# beur



## donib

Ciao a tutti,

vorrei chiedere se qualcuno ha idea di qualche modo in cui tradurre "beur" in italiano per indicare un francese di origine nordafricana.
Grazie!


----------



## Pohana

Buona sera donib:
Benvenut@ al forum.

In effetti _beur_ è una parola che si fà conoscere ogni volta di più tale e quale, senza traduzioni ad altre lingue, almeno Io l'ho trovata sia in inglese che in italiano, pure a me piacerebbe sapere se esiste una parola italiana equivalente ...

À +
Pohana


----------



## Valpolicello

"Beur" é il verlan di "arabe" = Arabo.


----------



## Pohana

Valpolicello said:


> "Beur" é il verlan di "arabe" = Arabo.



On connaisait déjà l'origine du mot, merci bien quand même Valpolicello , ma in questo momento quando si usa _beur_ si pensa _ai figli di immigrati arabi in Francia, _allora ci chiediamo se c'è un moto equivalente nel gergo dei giovani italiani, ecco .
Bacione
Pohana


----------



## Spiritoso78

Ciao,

non mi viene in mente un termine preciso, tranne che:

"E' figlio di arabi" o " I suoi sono arabi". Poi se vuoi entrare nello specifico, puoi dire che è figlio di tunisini, algerini o marocchini.


----------



## Valpolicello

A Verona per insultare un magrebbino (direi che beur qui lo usano come dispregiativo, più che altro), lo si chiama "beduino"...

[Record tratti da una raccolta di dati]
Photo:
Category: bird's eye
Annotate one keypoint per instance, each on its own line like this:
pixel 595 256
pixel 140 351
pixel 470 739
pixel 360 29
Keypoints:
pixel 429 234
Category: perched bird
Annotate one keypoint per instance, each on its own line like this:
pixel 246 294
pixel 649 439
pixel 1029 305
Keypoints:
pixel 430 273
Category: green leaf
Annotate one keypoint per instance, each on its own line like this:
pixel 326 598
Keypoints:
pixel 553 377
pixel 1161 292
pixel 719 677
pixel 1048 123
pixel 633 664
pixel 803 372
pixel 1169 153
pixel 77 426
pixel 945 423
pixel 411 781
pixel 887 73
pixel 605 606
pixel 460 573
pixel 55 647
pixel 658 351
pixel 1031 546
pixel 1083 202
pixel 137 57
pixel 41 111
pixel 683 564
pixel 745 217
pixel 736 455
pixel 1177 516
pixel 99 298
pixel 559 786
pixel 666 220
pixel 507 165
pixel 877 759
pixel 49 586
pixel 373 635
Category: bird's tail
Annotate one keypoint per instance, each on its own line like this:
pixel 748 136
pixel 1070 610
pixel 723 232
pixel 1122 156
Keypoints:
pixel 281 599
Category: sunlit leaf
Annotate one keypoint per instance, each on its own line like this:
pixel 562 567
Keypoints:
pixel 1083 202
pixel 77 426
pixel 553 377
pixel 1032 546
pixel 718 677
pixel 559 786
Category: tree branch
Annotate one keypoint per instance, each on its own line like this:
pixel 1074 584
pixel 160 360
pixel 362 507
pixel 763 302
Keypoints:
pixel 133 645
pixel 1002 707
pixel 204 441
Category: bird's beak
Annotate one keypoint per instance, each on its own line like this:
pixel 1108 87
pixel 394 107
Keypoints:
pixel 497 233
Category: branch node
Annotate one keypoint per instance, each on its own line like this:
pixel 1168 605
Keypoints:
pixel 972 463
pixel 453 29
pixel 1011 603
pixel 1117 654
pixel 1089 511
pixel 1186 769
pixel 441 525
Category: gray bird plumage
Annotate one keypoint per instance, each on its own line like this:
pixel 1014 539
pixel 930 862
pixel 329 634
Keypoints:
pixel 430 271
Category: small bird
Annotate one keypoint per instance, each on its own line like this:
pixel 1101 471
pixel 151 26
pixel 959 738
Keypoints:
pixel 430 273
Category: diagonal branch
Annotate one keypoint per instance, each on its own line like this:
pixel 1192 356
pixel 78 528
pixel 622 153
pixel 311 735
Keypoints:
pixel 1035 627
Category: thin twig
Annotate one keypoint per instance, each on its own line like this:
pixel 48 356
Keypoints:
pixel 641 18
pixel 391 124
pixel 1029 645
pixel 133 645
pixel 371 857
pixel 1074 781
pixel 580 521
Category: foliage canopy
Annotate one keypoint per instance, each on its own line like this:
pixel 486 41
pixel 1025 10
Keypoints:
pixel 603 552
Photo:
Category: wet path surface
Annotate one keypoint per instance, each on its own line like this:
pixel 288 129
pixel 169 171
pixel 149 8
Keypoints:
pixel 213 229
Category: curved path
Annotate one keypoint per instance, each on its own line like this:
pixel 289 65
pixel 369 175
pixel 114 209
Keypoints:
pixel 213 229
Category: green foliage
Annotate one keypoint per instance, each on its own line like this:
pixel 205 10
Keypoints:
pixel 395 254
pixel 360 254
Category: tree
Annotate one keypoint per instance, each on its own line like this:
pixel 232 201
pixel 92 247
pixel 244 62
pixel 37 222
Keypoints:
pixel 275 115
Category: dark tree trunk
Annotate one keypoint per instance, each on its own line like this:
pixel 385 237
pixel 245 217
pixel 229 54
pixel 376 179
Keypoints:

Esercizi -
a) Ricopia il passo della discussione sul termine «beur» che comincia con le parole "## Spiritoso78" e termina dopo le parole "algerini o marocchini.".
b) Rispondi alle seguenti domande in base alla discussione sul termine «beur».
(i) Secondo Valpolicello, di quale parola francese «beur» è il verlan?
(ii) In quali due lingue Pohana dice di aver trovato la parola «beur» usata senza traduzione?
(iii) A Verona, con quale parola si chiama un magrebbino per insultarlo?

Soluzioni -
a)
## Spiritoso78

Ciao,

non mi viene in mente un termine preciso, tranne che:

"E' figlio di arabi" o " I suoi sono arabi". Poi se vuoi entrare nello specifico, puoi dire che è figlio di tunisini, algerini o marocchini.

b)
(i) Della parola «arabe».
(ii) In inglese e in italiano.
(iii) Lo si chiama «beduino».